### Source material ###
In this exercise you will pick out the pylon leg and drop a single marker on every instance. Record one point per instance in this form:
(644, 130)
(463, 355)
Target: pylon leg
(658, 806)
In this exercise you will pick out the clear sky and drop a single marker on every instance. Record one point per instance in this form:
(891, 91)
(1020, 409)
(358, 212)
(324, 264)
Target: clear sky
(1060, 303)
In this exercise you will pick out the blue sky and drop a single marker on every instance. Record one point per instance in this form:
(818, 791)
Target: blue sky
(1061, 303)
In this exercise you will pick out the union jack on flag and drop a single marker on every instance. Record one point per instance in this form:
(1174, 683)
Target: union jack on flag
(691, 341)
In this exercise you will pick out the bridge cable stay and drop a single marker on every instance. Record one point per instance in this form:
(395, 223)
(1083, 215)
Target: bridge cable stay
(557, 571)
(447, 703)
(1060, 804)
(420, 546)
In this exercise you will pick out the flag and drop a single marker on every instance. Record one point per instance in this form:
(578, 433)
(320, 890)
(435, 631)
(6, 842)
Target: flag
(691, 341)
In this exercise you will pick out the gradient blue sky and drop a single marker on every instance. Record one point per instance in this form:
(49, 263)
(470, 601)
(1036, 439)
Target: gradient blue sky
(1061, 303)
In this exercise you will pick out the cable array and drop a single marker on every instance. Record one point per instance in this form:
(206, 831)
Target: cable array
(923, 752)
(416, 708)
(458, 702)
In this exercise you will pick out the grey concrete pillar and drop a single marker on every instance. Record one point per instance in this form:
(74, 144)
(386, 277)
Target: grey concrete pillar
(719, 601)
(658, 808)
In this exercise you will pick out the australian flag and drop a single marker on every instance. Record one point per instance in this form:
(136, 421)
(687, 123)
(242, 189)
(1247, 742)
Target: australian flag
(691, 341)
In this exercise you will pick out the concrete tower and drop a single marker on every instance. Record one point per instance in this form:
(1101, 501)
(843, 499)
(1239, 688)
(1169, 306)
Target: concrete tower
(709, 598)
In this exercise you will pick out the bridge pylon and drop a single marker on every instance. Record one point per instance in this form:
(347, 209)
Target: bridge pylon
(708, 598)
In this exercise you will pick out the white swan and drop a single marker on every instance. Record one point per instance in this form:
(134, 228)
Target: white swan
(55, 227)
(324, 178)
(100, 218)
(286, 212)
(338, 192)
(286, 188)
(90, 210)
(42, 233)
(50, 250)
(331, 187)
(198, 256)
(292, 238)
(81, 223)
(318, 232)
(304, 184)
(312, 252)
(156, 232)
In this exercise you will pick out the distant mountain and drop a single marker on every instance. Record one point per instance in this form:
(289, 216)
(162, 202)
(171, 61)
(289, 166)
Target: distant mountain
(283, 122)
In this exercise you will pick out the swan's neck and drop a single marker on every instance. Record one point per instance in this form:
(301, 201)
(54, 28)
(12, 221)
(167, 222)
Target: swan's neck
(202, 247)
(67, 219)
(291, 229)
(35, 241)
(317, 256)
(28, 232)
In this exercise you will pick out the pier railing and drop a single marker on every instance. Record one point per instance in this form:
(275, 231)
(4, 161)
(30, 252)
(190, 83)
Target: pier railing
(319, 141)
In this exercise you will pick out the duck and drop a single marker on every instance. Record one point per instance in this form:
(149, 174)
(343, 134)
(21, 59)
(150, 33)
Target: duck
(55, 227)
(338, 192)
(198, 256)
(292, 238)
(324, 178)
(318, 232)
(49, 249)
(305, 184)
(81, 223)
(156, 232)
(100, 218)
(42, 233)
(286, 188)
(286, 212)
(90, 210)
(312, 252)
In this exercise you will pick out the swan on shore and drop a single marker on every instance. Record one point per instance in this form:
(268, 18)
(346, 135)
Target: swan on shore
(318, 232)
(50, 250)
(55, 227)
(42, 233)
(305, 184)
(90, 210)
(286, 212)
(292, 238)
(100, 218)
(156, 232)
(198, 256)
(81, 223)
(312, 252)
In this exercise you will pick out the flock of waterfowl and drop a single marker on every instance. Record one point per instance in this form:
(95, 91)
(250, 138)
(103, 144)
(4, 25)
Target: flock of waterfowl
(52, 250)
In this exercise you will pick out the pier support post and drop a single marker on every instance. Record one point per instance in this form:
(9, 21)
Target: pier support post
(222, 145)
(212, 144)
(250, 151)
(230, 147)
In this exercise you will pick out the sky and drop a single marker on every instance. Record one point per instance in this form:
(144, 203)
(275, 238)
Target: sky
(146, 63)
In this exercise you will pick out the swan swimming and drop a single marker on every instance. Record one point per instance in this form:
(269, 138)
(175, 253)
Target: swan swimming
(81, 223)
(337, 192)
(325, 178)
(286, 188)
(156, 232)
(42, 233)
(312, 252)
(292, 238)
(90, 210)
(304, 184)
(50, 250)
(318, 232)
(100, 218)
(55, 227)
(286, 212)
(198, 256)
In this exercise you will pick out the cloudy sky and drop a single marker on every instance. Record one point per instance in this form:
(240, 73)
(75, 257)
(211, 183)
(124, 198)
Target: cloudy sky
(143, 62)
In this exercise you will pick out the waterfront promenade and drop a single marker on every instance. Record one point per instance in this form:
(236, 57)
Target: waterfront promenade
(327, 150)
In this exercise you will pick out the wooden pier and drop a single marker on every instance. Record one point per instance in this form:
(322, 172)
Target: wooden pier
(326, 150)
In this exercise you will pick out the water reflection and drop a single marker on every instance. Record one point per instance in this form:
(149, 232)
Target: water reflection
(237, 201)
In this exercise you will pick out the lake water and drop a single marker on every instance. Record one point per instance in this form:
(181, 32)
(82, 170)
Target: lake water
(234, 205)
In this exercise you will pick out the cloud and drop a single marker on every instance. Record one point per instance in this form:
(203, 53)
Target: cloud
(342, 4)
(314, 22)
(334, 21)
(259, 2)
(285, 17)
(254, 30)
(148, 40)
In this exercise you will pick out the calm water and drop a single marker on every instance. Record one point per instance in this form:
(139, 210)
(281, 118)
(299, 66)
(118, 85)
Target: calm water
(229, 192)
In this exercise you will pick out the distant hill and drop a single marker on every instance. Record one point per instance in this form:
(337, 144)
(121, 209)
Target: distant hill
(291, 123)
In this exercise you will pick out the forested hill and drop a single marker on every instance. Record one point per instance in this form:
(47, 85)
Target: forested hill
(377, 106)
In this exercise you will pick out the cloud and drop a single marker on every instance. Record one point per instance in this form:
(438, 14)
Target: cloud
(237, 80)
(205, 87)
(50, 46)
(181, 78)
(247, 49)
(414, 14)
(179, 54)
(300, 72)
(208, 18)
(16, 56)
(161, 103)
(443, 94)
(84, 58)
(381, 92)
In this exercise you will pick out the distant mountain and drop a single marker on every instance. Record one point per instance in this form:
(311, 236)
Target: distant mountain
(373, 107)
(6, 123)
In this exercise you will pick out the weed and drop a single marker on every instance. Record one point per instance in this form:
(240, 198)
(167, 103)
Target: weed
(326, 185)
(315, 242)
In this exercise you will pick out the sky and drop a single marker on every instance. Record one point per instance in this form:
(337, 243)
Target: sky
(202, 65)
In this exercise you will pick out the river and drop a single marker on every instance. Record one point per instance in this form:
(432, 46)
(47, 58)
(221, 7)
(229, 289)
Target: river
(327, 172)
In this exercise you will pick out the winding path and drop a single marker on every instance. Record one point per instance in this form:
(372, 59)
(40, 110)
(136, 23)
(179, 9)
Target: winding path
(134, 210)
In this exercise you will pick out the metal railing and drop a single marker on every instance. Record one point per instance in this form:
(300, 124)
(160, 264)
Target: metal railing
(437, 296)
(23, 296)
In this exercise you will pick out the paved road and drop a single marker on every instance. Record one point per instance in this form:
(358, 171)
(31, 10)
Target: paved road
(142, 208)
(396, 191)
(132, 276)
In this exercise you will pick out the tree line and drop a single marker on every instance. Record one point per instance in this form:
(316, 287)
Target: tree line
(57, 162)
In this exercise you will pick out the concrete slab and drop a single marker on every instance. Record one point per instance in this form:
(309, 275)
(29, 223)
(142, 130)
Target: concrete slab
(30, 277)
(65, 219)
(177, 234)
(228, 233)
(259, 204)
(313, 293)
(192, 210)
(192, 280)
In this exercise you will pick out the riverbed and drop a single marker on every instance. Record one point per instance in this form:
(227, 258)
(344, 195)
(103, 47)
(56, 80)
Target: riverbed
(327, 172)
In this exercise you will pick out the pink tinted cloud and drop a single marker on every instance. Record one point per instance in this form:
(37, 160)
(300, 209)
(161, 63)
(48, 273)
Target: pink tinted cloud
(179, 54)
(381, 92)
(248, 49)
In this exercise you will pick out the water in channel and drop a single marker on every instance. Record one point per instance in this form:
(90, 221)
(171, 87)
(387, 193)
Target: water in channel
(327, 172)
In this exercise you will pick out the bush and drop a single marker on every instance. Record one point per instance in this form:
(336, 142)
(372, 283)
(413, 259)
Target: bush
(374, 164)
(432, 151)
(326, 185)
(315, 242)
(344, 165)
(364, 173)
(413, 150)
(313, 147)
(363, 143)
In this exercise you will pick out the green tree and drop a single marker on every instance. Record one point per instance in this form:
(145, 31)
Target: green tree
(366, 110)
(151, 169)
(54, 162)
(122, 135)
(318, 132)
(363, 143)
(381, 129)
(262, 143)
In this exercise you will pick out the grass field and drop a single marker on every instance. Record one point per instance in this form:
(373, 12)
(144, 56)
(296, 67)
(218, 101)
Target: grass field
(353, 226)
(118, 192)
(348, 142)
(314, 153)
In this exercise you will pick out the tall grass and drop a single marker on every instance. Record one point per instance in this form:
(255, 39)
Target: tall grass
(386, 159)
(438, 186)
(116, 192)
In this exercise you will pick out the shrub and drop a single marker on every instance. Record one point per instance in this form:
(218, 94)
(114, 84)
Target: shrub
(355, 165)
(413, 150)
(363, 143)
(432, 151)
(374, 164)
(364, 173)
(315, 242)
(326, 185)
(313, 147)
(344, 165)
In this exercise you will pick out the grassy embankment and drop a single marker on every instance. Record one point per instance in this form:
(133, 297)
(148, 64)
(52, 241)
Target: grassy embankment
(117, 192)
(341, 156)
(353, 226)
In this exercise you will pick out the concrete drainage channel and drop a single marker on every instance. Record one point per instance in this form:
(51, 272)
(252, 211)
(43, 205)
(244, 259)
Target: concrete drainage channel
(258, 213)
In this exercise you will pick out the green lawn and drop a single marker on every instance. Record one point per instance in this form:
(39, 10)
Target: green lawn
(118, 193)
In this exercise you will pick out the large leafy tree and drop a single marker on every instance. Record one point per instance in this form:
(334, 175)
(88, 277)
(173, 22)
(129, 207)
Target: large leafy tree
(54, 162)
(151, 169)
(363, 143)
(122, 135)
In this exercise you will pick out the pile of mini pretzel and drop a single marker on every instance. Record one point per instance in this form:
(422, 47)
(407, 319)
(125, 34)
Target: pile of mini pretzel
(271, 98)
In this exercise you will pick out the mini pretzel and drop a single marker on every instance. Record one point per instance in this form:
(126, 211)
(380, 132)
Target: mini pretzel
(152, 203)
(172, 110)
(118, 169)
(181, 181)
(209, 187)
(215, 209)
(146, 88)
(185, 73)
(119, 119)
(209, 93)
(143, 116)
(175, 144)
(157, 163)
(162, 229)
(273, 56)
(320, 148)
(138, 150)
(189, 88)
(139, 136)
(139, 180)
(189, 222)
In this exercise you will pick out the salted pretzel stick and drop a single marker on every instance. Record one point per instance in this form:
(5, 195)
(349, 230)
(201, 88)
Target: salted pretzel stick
###
**Exercise instructions**. Show all of the lines above in which "salted" is present.

**Reply**.
In this exercise you will pick out the salted pretzel stick and drop a single marker on every instance. Record one point per instance in this form:
Target: salted pretzel stick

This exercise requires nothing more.